Return the data exactly, with all pictures removed.

---------- Dataset entries

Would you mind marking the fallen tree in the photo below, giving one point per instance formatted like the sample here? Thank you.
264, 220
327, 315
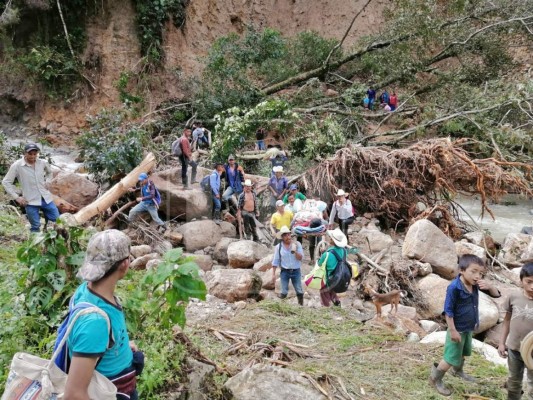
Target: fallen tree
101, 204
390, 183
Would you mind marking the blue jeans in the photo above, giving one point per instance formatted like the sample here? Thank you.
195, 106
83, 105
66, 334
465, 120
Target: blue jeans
293, 275
516, 375
50, 211
145, 206
217, 206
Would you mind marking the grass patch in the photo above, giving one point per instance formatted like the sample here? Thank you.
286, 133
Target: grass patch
376, 361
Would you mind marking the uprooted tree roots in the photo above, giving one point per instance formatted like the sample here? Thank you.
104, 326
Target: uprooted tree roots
390, 183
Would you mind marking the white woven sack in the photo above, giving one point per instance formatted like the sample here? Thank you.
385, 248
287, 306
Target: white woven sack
28, 374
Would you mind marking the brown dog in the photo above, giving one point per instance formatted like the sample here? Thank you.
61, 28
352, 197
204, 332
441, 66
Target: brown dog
381, 299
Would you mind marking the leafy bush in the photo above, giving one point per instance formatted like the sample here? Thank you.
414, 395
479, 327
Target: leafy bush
111, 147
234, 126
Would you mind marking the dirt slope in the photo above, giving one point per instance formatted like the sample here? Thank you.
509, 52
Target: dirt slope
113, 47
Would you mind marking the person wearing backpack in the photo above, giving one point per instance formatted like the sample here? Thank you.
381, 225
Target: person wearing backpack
288, 257
90, 345
182, 149
214, 184
148, 201
336, 252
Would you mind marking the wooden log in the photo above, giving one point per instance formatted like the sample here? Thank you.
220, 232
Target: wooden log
112, 195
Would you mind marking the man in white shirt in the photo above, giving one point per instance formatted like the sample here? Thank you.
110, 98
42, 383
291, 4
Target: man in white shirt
32, 174
343, 210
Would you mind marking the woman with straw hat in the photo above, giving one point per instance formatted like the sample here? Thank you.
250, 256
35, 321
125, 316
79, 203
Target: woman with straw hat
343, 210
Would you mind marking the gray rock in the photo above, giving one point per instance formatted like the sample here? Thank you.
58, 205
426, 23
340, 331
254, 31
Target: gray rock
514, 248
463, 247
413, 338
220, 253
267, 382
141, 250
427, 243
201, 234
234, 284
245, 253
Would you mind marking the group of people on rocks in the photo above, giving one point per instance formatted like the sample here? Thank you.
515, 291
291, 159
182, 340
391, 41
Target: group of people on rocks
389, 102
108, 258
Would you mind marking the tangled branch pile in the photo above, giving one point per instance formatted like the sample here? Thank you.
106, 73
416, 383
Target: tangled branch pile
390, 183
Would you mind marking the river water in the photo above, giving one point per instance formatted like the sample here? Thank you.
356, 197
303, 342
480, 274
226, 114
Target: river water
511, 215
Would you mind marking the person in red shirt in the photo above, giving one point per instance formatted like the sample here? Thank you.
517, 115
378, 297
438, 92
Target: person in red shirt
186, 159
393, 101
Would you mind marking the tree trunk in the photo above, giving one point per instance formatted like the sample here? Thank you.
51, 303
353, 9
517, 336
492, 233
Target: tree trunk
112, 195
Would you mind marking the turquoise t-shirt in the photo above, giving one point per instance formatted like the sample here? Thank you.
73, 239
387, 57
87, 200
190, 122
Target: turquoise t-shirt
89, 337
332, 261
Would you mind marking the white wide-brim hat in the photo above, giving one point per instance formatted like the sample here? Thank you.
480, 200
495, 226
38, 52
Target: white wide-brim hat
282, 231
341, 193
338, 237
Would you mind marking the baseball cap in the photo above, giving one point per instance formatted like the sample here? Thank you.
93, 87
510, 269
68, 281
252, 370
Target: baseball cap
31, 146
103, 251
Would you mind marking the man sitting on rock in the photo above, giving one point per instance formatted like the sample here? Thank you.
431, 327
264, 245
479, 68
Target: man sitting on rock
247, 210
148, 202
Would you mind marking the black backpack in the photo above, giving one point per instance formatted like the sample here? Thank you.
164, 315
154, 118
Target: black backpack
339, 279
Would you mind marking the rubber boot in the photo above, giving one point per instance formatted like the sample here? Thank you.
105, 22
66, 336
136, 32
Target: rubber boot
217, 217
458, 372
435, 379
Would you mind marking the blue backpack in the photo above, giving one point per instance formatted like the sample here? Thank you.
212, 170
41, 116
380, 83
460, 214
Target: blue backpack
205, 184
60, 357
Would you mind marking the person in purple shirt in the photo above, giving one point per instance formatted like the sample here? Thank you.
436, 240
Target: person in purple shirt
278, 186
371, 97
214, 182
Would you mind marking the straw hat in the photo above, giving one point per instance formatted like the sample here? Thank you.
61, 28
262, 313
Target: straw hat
338, 238
282, 231
341, 193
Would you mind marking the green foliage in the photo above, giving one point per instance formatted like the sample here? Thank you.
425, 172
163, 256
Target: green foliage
164, 292
237, 67
52, 258
318, 139
122, 86
112, 147
152, 16
55, 70
235, 125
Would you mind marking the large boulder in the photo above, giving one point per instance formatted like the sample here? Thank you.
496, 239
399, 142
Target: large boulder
427, 243
73, 188
434, 288
514, 248
463, 247
201, 234
221, 250
378, 240
234, 284
179, 203
245, 253
268, 382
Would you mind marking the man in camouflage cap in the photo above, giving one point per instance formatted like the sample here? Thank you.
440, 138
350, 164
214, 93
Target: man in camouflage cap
91, 346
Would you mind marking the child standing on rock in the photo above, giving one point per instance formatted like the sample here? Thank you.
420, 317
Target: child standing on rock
518, 323
461, 309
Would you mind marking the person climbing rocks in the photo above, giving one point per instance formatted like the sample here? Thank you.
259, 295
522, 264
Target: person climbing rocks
288, 257
247, 209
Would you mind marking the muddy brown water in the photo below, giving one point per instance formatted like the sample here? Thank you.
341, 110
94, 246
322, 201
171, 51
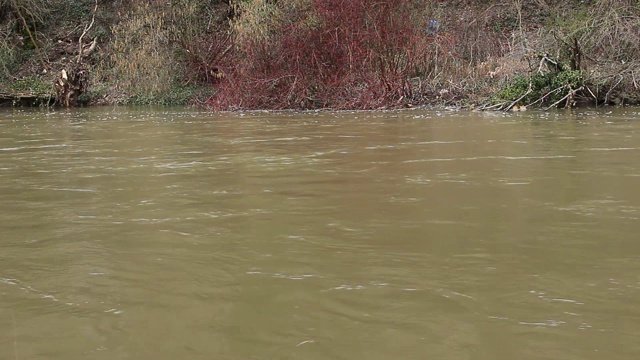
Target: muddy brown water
179, 234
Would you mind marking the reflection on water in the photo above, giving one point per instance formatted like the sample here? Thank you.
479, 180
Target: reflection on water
179, 234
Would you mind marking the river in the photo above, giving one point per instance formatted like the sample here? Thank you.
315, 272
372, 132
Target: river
172, 233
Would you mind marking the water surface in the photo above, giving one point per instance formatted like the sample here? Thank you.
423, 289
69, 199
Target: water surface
180, 234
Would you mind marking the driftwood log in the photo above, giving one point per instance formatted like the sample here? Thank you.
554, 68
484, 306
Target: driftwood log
73, 80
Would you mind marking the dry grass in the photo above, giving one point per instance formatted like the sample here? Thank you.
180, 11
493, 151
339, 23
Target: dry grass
141, 62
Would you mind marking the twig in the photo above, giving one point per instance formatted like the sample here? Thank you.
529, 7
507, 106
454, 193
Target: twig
529, 90
547, 94
569, 94
592, 94
84, 32
606, 97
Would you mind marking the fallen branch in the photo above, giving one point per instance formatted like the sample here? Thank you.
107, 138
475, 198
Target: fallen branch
84, 32
529, 90
570, 94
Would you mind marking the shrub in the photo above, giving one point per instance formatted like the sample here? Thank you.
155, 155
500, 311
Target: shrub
325, 53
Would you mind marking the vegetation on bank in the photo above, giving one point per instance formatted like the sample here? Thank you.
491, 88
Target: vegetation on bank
311, 54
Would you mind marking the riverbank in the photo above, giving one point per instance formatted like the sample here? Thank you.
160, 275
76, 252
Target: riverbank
315, 54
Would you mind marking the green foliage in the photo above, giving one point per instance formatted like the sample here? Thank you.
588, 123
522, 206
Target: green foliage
551, 86
177, 95
31, 84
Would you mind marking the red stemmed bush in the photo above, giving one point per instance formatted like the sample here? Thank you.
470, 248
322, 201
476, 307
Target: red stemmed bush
339, 54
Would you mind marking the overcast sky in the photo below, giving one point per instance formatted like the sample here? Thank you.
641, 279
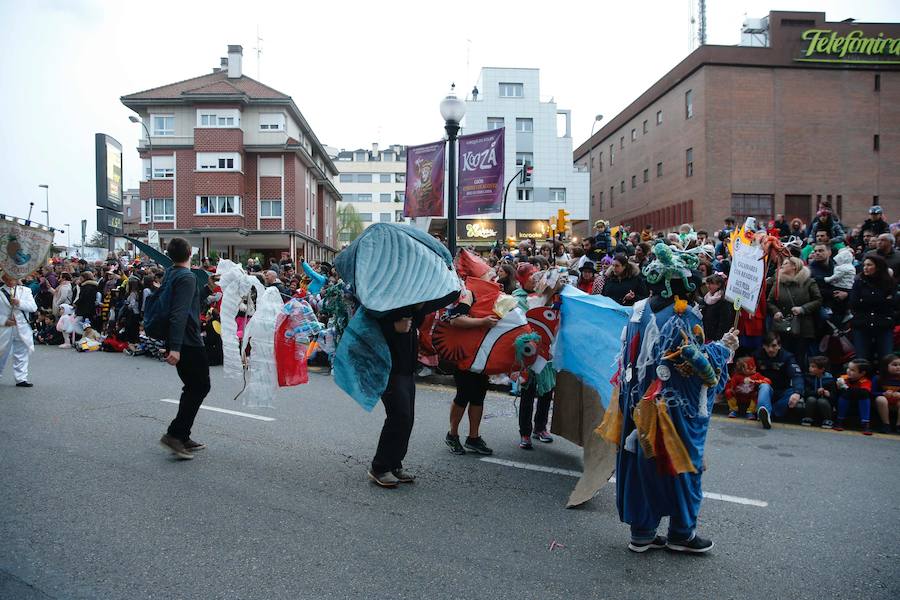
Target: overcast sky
360, 72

--------------------

_Exercise result_:
Would you mind marking the fallen tree in the photo below, giving one point per instance formatted like the sample here? Thank you.
264, 220
327, 315
Target: fallen tree
101, 204
390, 183
Would you mind marking the blue jeans in the photo above, giving one point per instance formatted like the sample here? Thank you.
195, 106
83, 105
66, 334
465, 120
Target: blue jeans
293, 275
516, 375
50, 211
145, 206
217, 206
Would you mind marking the grass patch in the photo above, giving one point per instance formatted like the sample here? Thank you.
286, 133
Target: grass patch
376, 361
Would you mind marking the uprooted tree roots in the photo above, giving one point per instance formatted like the sample here? Thank you.
104, 326
Target: uprooted tree roots
390, 183
Would you mind marking the white woven sack in the photo above, giving one point per instance formatted like the sample here? Thank you.
385, 248
287, 306
Target: white woven sack
28, 374
Would you mind marking the brown dog in the photo above, giving one point per instance formatted like the sample here? Thank you.
61, 28
352, 197
204, 332
441, 66
Target: brown dog
381, 299
Would you mind marking the leafy bush in the photo above, giving one point per instance formatted like the sample here? Thank you.
414, 395
479, 327
Target: leafy bush
111, 147
234, 126
Would you mind marking the dirt slope in the photo above, giving one point per instance formatted like the sample here? Thank you.
509, 52
Target: dirt slope
113, 47
Would you mind marking the person wearing backpack in the photo above, giving one point per instance formatted like the sample here? Thank you.
381, 225
Target: person wearing backpack
288, 257
90, 345
182, 149
214, 184
148, 201
336, 252
Would you mind marking the wooden log in the photo above, giving one point per instance formatted like the sample here? Thank you.
220, 232
Target: wooden log
112, 195
Would you mind marking the man in white shirt in the photo above, giving one point per instance formatted like the sample here? Thank you.
110, 98
42, 383
291, 4
Target: man in white shirt
32, 174
343, 210
Would you mind marking the woman with straw hat in the photo above, giving one point per instance formatted like the sample here? Thank you.
250, 256
35, 321
125, 316
79, 203
Target: woman with straw hat
343, 210
Would you mind marking the gray rock in the photo above, giving one point per instance formatted like the sample here? Thank you.
58, 205
426, 23
340, 331
254, 31
Target: gray rock
514, 248
463, 247
413, 338
220, 253
267, 382
141, 250
427, 243
201, 234
234, 284
245, 253
Would you mind marking the group of people on rocks in the photo above, giving one point per instance formatted like the sample here? Thank you.
515, 291
291, 159
182, 340
391, 41
Target: group of people on rocks
389, 102
108, 258
Would you mind marking the tangled branch pile in the photo above, giving one point per instance formatted like the sample here? Thank you.
106, 73
416, 383
Target: tangled branch pile
390, 183
Would you mind marking the river water in the photo above, giving one point per instance formatted like the sample here? Thank you.
356, 197
303, 342
480, 274
226, 114
Target: river water
511, 215
Would you mind marking the person in red shirt in the photo above, giving one point per instance formatted like the sample here? Thank you.
517, 115
378, 297
438, 92
Target: person in red shirt
186, 159
393, 101
Would you mind marking the tree trunk in the photo above, giving one point per instance formatted like the sample here? Thank you.
51, 303
353, 9
517, 336
492, 233
Target: tree trunk
112, 195
Would you mind marking the turquoise t-shirt in the photo above, giving one point per instance formatted like the sample here? Thank you.
73, 239
387, 57
87, 200
190, 122
Target: turquoise t-shirt
89, 337
332, 261
Would you mind marking the white wide-brim hat in the photo above, giving one point per instance formatted like the sample here? Thank you.
480, 200
495, 226
38, 52
Target: white wide-brim hat
282, 231
341, 193
338, 237
Would you mind marking the baseball cap in the photo above, giving one point per instance formatted like the sample here? Thank you.
93, 87
510, 269
68, 281
252, 370
Target: baseball cap
31, 146
103, 251
Would you mind marking the man sitting on rock in the photo above, giving one point per instance formatted like the sample here? Thank you.
431, 327
264, 245
479, 68
Target: man sitting on rock
247, 210
148, 202
Would you mind marking the black backpack in the photo above, giving one point per instance formatted like the sample here? Thank you.
164, 315
154, 118
Target: black backpack
339, 279
Would you mind marking the rubber boot in the photo above, giving one point per instance formatted like the sample here? Thank you.
105, 22
66, 336
136, 32
Target: rubber boot
217, 217
458, 372
435, 379
Would you mind marking the blue backpack in the photo above, giving one point per instance formatted like the sample here? Thank you.
212, 170
41, 116
380, 83
460, 214
Target: blue backpack
205, 184
60, 357
Would you mind marking the person in purple shirt in the photo above, giving one point per instance formatted like the sample here? Thank you.
436, 240
Target: person in purple shirt
278, 186
371, 97
214, 182
Would you mind marking the straw hat in the photo above, giving one point per instance formatted like the sample here? Thank you.
61, 28
262, 313
Target: straw hat
338, 238
282, 231
341, 193
Would you mind marking the green foliage in the photo above, giving one point per instance formatted like the sample here? Thank you.
425, 172
163, 256
Target: green foliage
164, 292
237, 67
52, 258
318, 139
122, 86
112, 147
152, 16
55, 70
235, 125
Would you mind marking the large boulder in the photo above, giving one point per instance formatted like the sample here? Thank you.
496, 239
399, 142
Target: large boulder
427, 243
73, 188
434, 288
514, 248
463, 247
201, 234
221, 250
378, 240
234, 284
179, 203
245, 253
268, 382
Would you mind marking the man in camouflage cap in the photo above, giving one point per instance formatted like the sample here? Thank you.
440, 138
350, 164
214, 93
Target: man in camouflage cap
91, 346
Would you mind marking the child standing on rock in the photo above, giving one point per instance formatted like the sample here? Thank you.
420, 317
Target: child standing on rock
518, 323
461, 309
Would you mind marking the person climbing rocks in the photo above, giving one point per instance formatted like the sample here? Thank you.
259, 295
522, 264
Target: person climbing rocks
288, 257
247, 209
Would you mind marking the muddy brown water in the photo below, giving one point per instance formatted like the sample here? Thank you.
341, 110
94, 246
322, 201
171, 51
Target: muddy brown water
179, 234
Would you mind marking the reflection on water in the photo above, giving one point per instance formatted like the sample here? Thank you.
479, 180
Target: reflection on water
179, 234
Would you mind marking the river in the photo above, giving one point per instance formatted like the sample here? Thank you.
315, 272
372, 132
Target: river
172, 233
Would you mind marking the water surface in the photo above, giving one point per instance formatted like the sample here? Thank you.
423, 289
69, 199
Target: water surface
180, 234
Would you mind marking the driftwood log in the photo above, giving one point per instance formatted like the sample here? Thank you.
554, 68
484, 306
Target: driftwood log
73, 80
Would you mind marking the dry grass in the photo above, giving one point per instance formatted like the sample here? Thank you.
180, 11
493, 151
339, 23
Target: dry grass
141, 62
Would you mind marking the twig in the photo above, giving one point per instance formatted like the sample here? Thank you.
529, 7
507, 106
454, 193
Target: twig
529, 90
547, 94
569, 94
592, 94
84, 32
606, 97
Would you mind marking the fallen branch in the photo above, giving one point per instance formatted like the sample here? Thank you.
107, 138
475, 198
Target: fallen branch
84, 32
529, 90
570, 94
Would you mind marking the shrub in the photo above, giving one point per instance formatted like the sample here? Thank you.
155, 155
500, 311
Target: shrub
325, 53
Would you mind marking the vegetation on bank in the photo above, giving one point per instance formatted like the sample here? Thank you.
491, 88
Target: vegetation on bank
311, 54
Would you mind marking the riverbank in the photo above, giving one point per instance formatted like the sample here? Thank you.
160, 275
76, 252
Target: riverbank
315, 54
Would you mind marking the green foliage in the photo above, giving one point per instance formatted like the sample here? Thank you.
588, 123
522, 206
Target: green foliage
551, 86
177, 95
31, 84
Would you mind marking the red stemmed bush in the photo above, giving one point per instance formatted like the sample here? Thank you.
470, 248
322, 201
476, 307
Target: red stemmed bush
339, 54
Would you mind marking the overcast sky in the photo below, giving one point per instance formatted like the sample here? Thank you.
641, 279
Target: overcast sky
360, 72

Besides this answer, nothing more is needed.